§ **Data for analysis**:
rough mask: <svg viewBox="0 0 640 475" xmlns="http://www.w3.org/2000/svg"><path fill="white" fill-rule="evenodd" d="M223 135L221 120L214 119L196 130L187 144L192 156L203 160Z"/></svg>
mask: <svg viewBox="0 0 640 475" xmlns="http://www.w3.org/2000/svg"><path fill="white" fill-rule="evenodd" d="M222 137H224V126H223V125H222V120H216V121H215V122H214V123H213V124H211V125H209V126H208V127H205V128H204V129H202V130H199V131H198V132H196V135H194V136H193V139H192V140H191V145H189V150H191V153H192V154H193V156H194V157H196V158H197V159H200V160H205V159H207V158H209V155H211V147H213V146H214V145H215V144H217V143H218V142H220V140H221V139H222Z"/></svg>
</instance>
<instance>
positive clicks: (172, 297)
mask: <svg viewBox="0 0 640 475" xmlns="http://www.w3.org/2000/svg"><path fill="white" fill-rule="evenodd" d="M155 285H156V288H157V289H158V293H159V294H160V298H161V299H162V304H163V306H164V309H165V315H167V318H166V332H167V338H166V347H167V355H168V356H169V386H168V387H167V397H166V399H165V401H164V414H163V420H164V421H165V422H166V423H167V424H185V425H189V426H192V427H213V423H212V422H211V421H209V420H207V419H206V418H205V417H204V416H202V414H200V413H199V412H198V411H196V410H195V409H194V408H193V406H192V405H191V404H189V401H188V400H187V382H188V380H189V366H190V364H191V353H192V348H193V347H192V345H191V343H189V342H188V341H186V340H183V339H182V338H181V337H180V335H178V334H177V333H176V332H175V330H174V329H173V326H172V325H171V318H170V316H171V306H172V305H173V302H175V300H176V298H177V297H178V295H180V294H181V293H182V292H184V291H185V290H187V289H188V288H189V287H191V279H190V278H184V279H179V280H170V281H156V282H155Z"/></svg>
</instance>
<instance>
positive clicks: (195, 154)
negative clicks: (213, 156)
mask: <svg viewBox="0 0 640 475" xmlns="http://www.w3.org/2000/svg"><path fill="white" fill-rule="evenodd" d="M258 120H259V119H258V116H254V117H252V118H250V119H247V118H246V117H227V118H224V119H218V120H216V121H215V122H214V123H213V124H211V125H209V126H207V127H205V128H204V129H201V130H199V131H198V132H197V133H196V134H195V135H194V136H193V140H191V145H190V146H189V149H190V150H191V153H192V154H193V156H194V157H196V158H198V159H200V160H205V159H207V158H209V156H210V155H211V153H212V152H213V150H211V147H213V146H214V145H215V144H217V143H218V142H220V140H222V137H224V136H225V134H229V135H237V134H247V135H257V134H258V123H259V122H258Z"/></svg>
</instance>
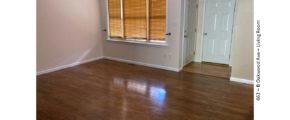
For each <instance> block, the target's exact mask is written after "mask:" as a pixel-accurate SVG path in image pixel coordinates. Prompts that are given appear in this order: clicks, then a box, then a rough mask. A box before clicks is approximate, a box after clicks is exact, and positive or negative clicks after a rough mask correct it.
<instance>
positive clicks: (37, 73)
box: [37, 56, 104, 75]
mask: <svg viewBox="0 0 290 120" xmlns="http://www.w3.org/2000/svg"><path fill="white" fill-rule="evenodd" d="M102 58H104V57H103V56H101V57H96V58H91V59H88V60H84V61H77V62H74V63H71V64H67V65H62V66H58V67H55V68H50V69H47V70H42V71H39V72H37V75H42V74H46V73H50V72H55V71H58V70H62V69H66V68H70V67H74V66H77V65H81V64H85V63H89V62H92V61H96V60H100V59H102Z"/></svg>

§ **Written task**: Extract every line of the items above that contains the word "rough", matching its case exactly.

§ **Written answer**:
rough mask: <svg viewBox="0 0 640 475" xmlns="http://www.w3.org/2000/svg"><path fill="white" fill-rule="evenodd" d="M223 135L221 120L214 119L196 130L187 144L192 156L203 160Z"/></svg>
For each <instance> block, the target's exact mask is written after "mask:" as a pixel-accurate SVG path in image pixel coordinates. Prompts that are given appear in this order: clicks, then a box, then a rough mask. A box before clicks is approximate, a box after clicks is exact, and positive or negative clicks after a rough mask correct it.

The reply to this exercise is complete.